= Beginning of Section =
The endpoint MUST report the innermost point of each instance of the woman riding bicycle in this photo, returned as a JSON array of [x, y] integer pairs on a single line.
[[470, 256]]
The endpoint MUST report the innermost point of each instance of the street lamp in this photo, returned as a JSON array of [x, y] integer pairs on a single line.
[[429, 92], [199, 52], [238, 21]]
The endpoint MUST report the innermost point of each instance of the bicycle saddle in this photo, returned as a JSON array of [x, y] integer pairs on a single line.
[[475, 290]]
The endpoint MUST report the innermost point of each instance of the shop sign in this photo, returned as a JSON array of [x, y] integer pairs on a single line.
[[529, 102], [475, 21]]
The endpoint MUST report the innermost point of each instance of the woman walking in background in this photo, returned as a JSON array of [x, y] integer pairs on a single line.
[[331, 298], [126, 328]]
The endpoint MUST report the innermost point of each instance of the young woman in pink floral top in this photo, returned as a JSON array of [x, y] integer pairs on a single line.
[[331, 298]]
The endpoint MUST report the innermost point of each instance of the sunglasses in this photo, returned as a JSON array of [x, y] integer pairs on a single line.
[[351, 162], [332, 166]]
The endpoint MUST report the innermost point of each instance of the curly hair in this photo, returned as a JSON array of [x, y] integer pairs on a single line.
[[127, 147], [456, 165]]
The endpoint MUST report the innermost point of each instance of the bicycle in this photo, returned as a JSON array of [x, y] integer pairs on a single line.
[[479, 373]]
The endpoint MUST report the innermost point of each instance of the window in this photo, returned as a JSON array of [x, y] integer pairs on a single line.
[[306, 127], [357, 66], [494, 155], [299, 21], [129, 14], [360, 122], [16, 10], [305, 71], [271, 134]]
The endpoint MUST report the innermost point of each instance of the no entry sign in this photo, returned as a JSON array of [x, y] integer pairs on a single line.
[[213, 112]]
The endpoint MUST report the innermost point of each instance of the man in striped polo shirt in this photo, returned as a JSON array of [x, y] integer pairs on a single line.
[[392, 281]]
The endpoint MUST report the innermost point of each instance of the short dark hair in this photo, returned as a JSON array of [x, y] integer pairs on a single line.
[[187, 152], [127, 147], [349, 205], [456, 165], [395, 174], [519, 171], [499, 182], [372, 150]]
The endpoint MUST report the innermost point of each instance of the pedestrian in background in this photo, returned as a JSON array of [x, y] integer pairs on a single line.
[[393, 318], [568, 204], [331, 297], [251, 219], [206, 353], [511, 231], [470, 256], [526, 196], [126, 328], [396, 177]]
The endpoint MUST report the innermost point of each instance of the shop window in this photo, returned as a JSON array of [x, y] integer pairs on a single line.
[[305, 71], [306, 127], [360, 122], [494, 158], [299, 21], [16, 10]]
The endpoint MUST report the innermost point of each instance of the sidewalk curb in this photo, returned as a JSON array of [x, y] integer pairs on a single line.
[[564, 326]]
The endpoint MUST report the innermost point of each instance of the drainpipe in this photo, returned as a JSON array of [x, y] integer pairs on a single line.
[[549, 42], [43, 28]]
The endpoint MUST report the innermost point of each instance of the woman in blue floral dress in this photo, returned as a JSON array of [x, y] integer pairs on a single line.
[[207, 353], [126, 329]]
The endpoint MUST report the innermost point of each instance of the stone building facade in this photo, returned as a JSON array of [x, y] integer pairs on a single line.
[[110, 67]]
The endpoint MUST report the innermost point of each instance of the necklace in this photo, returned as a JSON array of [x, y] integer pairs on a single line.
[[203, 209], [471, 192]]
= End of Section =
→ **Task prompt**: Nothing in the entries should be left out; please reproduce them all exactly.

→ **Solution to the problem**:
The endpoint MUST report the innermost point of each instance of the woman riding bicycle in this photo, returned as a JSON array of [x, y] integer pairs on a single line.
[[470, 256]]
The endpoint MUST report the innermost point of each instance of the street lamp in this photo, returned as a JSON array of [x, y] integer pairs on a single line.
[[429, 92], [199, 52], [238, 21]]
The endpoint MUST report the innermost point of each instance of the bicycle saddle in this photo, returned as a JSON array of [x, y] integer pairs on a single line.
[[475, 290]]
The endpoint MUST report the innermost point of each instance of the shop sign in this photo, returned as a JSON array of [x, y] integer pairs on a single line.
[[529, 102], [475, 21]]
The endpoint MUST report the innermost point of each instance of the woman walking in background in this photo, returned as a JSON array of [x, y] integer pairs on a single line.
[[331, 298], [126, 328]]
The endpoint MUST report the innermost point of each instance of the young woman in pink floral top in this photo, returned as a JSON array of [x, y] integer pairs on a single line.
[[331, 298]]
The endpoint MUST report the innermost point of each instance of the sunglasses in this photo, returned as a JSON array of [x, y] integer pairs on a single line.
[[351, 162], [332, 166]]
The endpoint MUST report the innermost point of each instance of the curly hair in this photo, returned as a JSON array of [x, y] integer pairs on a single line.
[[127, 147], [456, 165]]
The endpoint MUST report the innermost point of each instance of the bicycle in this photo, returned as a JSON array of [x, y] integer pairs on a single line.
[[479, 373]]
The endpoint MUST report the innermost point of each instance of the window in this photo, returned as a JSON array of [x, y] integer pairs on a single line.
[[306, 127], [357, 66], [494, 155], [299, 21], [129, 14], [360, 122], [16, 10], [305, 71], [271, 134]]
The endpoint MUST report the innermost point of each instance of the no entry sign in this photo, returned as a JSON array of [x, y] integer pairs on a single line.
[[213, 112]]
The endpoint MUST report the innermost point of each instance of the man in striped polo shirt in this photo, returned as a JSON array of [x, y] integer pairs on a single line.
[[392, 281]]
The endpoint MUST report the innermost point of each instance of the short dark hair in this photo, returned as a JSON array of [x, y] integer pairs on a single line.
[[187, 152], [127, 147], [349, 205], [456, 165], [395, 174], [519, 171], [499, 182], [372, 150]]
The endpoint MUST report the innermost point of each instance of the pedestrian in background in this photo, returned as a JSON array of [x, y] integer pairs on a single line.
[[393, 318], [568, 204], [331, 297], [251, 219], [206, 353], [511, 231], [470, 256], [526, 196], [126, 328], [396, 177]]
The endpoint MUST report the innermost point of each instance of the shop window in this photo, returned as a JSON array of [x, y] integer pairs on a single line.
[[305, 71], [306, 127], [360, 122], [494, 158], [299, 21], [16, 10]]
The endpoint MUST report the innermost point of each instance of the sidewalk curb in this photo, returned as a JSON array of [x, y] integer pairs on a single line.
[[564, 326]]
The endpoint MUST report the innermost point of each instance of the drainpipe in this photo, returned as a JSON array of [x, y] integer pairs on a single line.
[[549, 42], [43, 28]]
The endpoint MUST report the innermost point of each instance of the woman in blue floral dress in this photo, returned as a JSON array of [x, y] integer pairs on a single line.
[[207, 353], [126, 329]]
The endpoint MUST report the innermost point of each instance of the stone building facade in this photo, returned as a JSON array of [x, y] integer pairs on a single line.
[[110, 67]]
The endpoint MUST report the innermost point of each instance of the necklace in this photo, returned as a JSON array of [x, y] integer pairs on a single line.
[[203, 209], [471, 192]]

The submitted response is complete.